* The task *
A verbatim repeat of the lines below is required, with the pictures removed.

(Data for this exercise)

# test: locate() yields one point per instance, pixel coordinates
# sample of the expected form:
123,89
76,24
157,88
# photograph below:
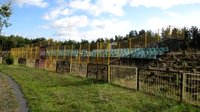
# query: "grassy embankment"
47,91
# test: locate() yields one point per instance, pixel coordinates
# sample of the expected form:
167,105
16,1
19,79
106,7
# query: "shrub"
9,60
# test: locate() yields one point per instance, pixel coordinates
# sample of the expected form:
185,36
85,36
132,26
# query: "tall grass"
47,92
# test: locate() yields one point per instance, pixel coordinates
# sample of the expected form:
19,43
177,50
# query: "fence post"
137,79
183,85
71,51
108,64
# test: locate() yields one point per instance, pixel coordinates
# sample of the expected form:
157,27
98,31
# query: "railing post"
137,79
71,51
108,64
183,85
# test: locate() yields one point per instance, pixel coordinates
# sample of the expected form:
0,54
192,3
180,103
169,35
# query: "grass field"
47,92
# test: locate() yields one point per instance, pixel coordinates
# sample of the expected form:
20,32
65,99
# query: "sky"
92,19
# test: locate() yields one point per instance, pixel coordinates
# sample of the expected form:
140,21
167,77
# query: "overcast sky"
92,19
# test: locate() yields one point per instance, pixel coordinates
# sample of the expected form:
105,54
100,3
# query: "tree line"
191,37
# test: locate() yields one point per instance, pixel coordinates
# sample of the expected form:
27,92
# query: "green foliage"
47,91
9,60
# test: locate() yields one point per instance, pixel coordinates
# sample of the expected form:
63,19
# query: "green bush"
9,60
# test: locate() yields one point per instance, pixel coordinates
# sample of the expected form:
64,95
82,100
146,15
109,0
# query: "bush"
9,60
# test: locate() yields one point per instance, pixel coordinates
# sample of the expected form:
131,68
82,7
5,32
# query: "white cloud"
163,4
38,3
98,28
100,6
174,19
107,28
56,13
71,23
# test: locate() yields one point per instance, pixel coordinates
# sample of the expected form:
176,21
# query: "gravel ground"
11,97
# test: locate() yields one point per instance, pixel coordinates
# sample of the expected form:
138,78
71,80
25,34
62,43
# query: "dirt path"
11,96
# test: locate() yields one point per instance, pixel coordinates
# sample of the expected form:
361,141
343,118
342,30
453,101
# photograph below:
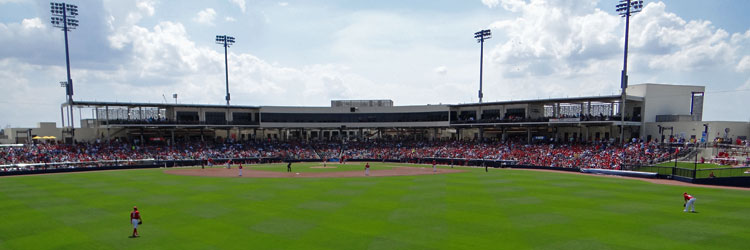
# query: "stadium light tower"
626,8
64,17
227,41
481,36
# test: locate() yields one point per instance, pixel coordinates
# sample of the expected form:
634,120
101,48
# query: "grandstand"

(End Data for this exercise)

* Task output *
# test: locate() yields one point per instance, pixel coordinates
# sample of the expected form:
123,89
76,24
157,88
# photograph below:
# query: "grassy embankment"
47,91
# test: locate() yields one point per instance, pixel coordinates
# sample of the expected form:
167,105
16,1
19,79
106,7
# query: "shrub"
9,60
# test: locate() yields one point per instance, pixel coordinates
# sample of the expected form:
185,36
85,36
132,26
# query: "tall grass"
47,92
# test: locate() yields one point per instance, pixel coordinates
# sample of the expected form:
19,43
177,50
# query: "fence post"
137,79
183,85
71,51
108,64
# test: locate() yields one point per instance, pixel coordinates
# sample of the expected form:
157,27
98,31
# query: "railing post"
137,79
71,51
108,64
183,85
# test: locate() yields one point per instance, pixel coordinates
# sample of the expected form:
0,54
192,3
180,103
169,35
# query: "grass field"
47,92
# test: locate() yields one point per instance, pixel coordinates
# sample of the expected form:
20,32
65,99
# query: "sky"
92,19
# test: locate() yields one point per instance, pixel coordinates
# sample of the expected form:
140,21
167,77
# query: "overcast sky"
92,19
# test: locate() yields one point per instance, pixel coordinates
# sample of the expected form:
105,54
100,3
# query: "tree line"
191,37
# test: locate() yields one point per instance, pixel coordinates
# sample of the expected form:
27,92
# query: "green foliage"
47,91
9,60
# test: locate() yields one point per instance, pixel coordinates
# sample of the expected form:
63,19
# query: "green bush"
9,60
# test: locate() yields one point per instance, pixel coordinates
# sample of the expected form:
64,95
82,100
146,15
109,0
# query: "bush"
9,60
# test: locate() yields one point per instance, pixel coordinates
# sample of the expected form:
131,68
82,7
5,32
# query: "white cloud"
163,4
38,3
98,28
100,6
174,19
107,28
56,13
71,23
# test: locate() yields one point per instance, pixel coordinates
# sample of the expected form:
176,21
# query: "gravel ground"
11,97
# test: locate() yields one point per instance, pixel coordinates
# sample of the expected form:
138,78
71,80
25,34
62,43
# query: "dirt path"
11,96
# test: locate() yields one point per instance, pixel coordinates
# sample of the expected form:
361,141
343,118
342,30
453,101
# photograph below:
# query: "stadium light tower"
626,8
64,17
227,41
481,36
# test: locate() yields one point per instance, pixel coordinates
# sample of the expected form:
634,120
101,48
# query: "grandstand"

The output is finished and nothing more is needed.